*Défi*: Dans l'extrait ci-dessous sur la mère d'Ayaan, relevez tous les objets cités comme exemples du confort moderne qu'elle découvre à Aden.

*Extrait proposé*:
——————

Le père et la mère d’Ayaan sont modernes de façon différente et leurs divergences se mesurent en référence à la société saoudite. La mère est une enthousiaste d’Arabie Saoudite, le pays du Prophète et de l’Islam pur. Quand elle était jeune et célibataire, dans les années cinquante, elle a vécu à Aden, où elle a travaillé comme femme de ménage pour une femme britannique. Elle a fait, alors, deux apprentissages parallèles : celui du confort moderne (fourchettes, chaises, baignoires) et celui des formes correctes de pratiquer l’Islam. Elle a notamment appris à prier selon les règles. Chez les nomades du désert somalien, les femmes étaient exclues de la prière. Vivre à Aden a été, pour elle, une expérience fondatrice : avec la forme de vie sédentaire, elle a accédé à une modernité matérielle (britannique) et à une modernité spirituelle (saoudite). Le droit de prier la rapprochait d’Allah et lui conférait un prestige méconnu en Somalie. Elle accédait ainsi à une condition supérieure que celle que le clan lui avait assignée. À ce prestige spirituel, s’ajoute le prestige des modernités matérielles qui procurent aux pratiques profanes un degré de propreté s’accordant parfaitement avec la pureté des pratiques religieuses. Plus tard, la mère d’Ayaan a vécu de nouveau en Arabie Saoudite, seule avec ses trois enfants. En dépit de toutes les humiliations subies, dues essentiellement à un mode de vie entièrement fondé sur l’observance rigoureuse des préceptes du Coran, son adhésion scrupuleuse à la pureté formelle de l’Islam n’a jamais défailli un tant soit peu.

——————

*Matériel présenté*:
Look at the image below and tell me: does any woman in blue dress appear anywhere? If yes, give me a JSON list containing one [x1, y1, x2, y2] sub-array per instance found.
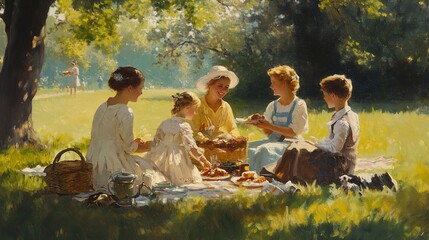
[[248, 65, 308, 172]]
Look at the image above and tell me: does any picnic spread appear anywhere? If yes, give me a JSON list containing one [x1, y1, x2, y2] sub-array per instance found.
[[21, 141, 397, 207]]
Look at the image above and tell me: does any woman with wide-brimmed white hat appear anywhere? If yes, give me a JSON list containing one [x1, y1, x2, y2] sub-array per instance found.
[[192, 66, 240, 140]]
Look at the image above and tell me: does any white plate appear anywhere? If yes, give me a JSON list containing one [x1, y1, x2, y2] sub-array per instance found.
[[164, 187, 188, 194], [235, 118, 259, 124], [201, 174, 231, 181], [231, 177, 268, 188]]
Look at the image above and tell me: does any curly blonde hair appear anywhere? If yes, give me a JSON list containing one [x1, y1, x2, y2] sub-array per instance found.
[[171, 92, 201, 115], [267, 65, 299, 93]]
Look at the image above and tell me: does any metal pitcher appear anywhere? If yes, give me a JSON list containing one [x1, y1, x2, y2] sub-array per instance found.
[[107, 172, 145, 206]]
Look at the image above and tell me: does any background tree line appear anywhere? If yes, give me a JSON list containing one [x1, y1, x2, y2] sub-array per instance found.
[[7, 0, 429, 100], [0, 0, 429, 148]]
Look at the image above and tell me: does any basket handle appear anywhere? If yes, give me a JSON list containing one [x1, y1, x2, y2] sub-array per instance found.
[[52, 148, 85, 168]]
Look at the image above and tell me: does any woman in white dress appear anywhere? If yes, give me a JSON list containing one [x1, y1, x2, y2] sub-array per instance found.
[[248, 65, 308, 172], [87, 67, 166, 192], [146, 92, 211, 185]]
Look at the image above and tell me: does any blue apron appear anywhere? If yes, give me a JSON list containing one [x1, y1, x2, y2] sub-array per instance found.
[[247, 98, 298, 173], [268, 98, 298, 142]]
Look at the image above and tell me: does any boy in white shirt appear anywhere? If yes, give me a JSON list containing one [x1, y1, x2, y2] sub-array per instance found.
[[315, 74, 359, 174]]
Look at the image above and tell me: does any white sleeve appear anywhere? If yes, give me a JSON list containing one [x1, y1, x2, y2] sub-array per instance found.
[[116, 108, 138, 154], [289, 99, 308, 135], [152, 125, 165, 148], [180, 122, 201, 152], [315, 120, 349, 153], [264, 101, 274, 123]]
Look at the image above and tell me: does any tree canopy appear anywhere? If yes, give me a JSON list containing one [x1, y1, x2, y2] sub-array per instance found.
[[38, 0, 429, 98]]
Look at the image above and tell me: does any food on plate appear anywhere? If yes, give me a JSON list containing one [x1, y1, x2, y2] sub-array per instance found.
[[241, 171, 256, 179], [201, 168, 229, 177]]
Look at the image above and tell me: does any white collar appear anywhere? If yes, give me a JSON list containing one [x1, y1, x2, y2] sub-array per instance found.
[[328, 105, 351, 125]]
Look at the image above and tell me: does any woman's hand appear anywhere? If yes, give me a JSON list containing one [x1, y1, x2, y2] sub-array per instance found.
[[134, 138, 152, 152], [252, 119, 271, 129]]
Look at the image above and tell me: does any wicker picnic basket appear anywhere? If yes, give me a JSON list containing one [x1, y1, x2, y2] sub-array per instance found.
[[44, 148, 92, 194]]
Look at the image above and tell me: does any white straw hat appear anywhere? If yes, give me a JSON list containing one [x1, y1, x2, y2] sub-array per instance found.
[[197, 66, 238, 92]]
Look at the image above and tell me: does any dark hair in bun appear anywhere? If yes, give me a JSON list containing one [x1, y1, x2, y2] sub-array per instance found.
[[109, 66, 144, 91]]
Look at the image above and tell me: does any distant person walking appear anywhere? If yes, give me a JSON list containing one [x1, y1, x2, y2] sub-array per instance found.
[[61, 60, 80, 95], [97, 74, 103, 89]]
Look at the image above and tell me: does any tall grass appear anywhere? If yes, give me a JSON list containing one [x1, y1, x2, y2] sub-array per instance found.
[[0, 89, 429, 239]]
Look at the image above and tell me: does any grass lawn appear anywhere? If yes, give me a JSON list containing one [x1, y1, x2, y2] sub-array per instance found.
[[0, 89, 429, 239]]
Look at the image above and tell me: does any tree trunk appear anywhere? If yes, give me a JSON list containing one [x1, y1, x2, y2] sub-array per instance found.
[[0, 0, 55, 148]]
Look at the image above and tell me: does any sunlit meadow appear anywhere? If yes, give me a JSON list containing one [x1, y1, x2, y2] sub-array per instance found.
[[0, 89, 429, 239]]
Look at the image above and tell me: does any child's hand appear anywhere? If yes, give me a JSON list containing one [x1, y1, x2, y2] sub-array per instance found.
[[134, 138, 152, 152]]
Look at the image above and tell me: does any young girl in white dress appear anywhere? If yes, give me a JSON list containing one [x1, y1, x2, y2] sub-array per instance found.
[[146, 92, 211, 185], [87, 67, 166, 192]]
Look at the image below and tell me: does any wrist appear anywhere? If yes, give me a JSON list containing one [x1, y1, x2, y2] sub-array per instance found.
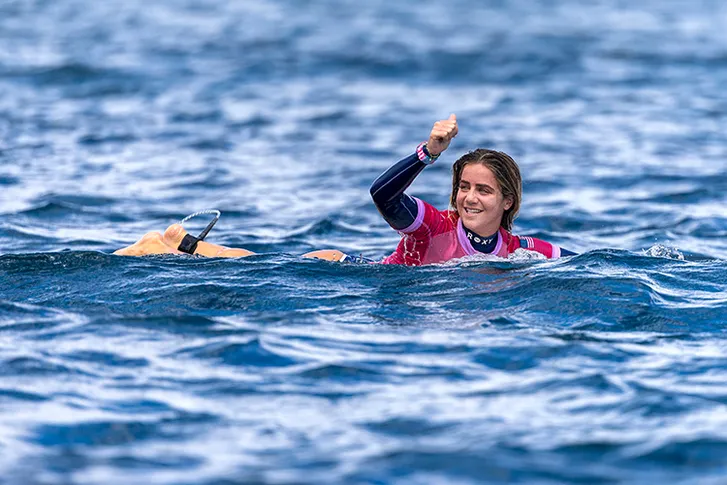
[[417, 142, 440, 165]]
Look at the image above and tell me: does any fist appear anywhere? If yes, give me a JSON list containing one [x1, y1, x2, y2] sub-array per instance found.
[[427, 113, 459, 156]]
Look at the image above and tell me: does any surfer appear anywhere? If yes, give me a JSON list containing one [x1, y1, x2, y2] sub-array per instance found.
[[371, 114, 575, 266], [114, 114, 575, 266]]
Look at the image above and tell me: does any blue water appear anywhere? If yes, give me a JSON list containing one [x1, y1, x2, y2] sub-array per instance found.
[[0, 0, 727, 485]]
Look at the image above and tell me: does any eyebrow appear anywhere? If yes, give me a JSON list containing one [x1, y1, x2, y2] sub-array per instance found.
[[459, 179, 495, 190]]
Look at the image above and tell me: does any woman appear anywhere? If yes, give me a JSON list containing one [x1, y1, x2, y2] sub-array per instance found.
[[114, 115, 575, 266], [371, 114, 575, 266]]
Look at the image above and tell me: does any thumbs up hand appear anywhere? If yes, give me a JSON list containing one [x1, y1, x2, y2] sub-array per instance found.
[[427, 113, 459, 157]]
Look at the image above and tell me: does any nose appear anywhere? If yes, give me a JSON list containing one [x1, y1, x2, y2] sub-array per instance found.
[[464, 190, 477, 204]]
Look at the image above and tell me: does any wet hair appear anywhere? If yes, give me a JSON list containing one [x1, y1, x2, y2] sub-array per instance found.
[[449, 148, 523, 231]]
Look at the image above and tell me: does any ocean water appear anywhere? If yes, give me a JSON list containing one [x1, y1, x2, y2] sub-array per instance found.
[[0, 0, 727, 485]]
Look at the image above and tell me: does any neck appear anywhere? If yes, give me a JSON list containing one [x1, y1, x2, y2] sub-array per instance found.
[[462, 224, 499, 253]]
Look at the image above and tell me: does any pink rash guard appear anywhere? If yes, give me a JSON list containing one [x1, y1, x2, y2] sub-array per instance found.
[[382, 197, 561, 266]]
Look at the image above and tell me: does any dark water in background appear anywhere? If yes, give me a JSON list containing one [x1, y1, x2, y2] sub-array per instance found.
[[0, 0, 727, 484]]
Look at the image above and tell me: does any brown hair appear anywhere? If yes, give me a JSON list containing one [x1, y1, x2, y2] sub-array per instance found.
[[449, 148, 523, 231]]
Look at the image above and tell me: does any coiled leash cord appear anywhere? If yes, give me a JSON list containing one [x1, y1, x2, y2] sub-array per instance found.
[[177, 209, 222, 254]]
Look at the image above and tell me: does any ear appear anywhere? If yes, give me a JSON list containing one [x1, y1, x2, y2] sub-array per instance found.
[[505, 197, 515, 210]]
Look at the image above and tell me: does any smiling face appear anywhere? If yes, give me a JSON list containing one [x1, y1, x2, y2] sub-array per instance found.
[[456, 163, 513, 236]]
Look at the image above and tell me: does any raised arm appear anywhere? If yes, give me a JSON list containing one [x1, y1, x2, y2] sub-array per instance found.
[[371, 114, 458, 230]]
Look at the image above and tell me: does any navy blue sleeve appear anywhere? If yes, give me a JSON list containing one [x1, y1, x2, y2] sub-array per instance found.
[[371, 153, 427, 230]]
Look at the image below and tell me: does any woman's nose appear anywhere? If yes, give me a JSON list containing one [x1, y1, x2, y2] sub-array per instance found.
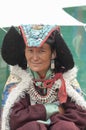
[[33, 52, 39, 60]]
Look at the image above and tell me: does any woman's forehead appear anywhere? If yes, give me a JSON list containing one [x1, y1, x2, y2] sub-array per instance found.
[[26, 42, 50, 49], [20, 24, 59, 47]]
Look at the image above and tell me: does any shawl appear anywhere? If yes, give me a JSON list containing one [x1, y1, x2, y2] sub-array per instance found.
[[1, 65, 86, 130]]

——————

*Réponse attendue*: Fourchettes, chaises, baignoires.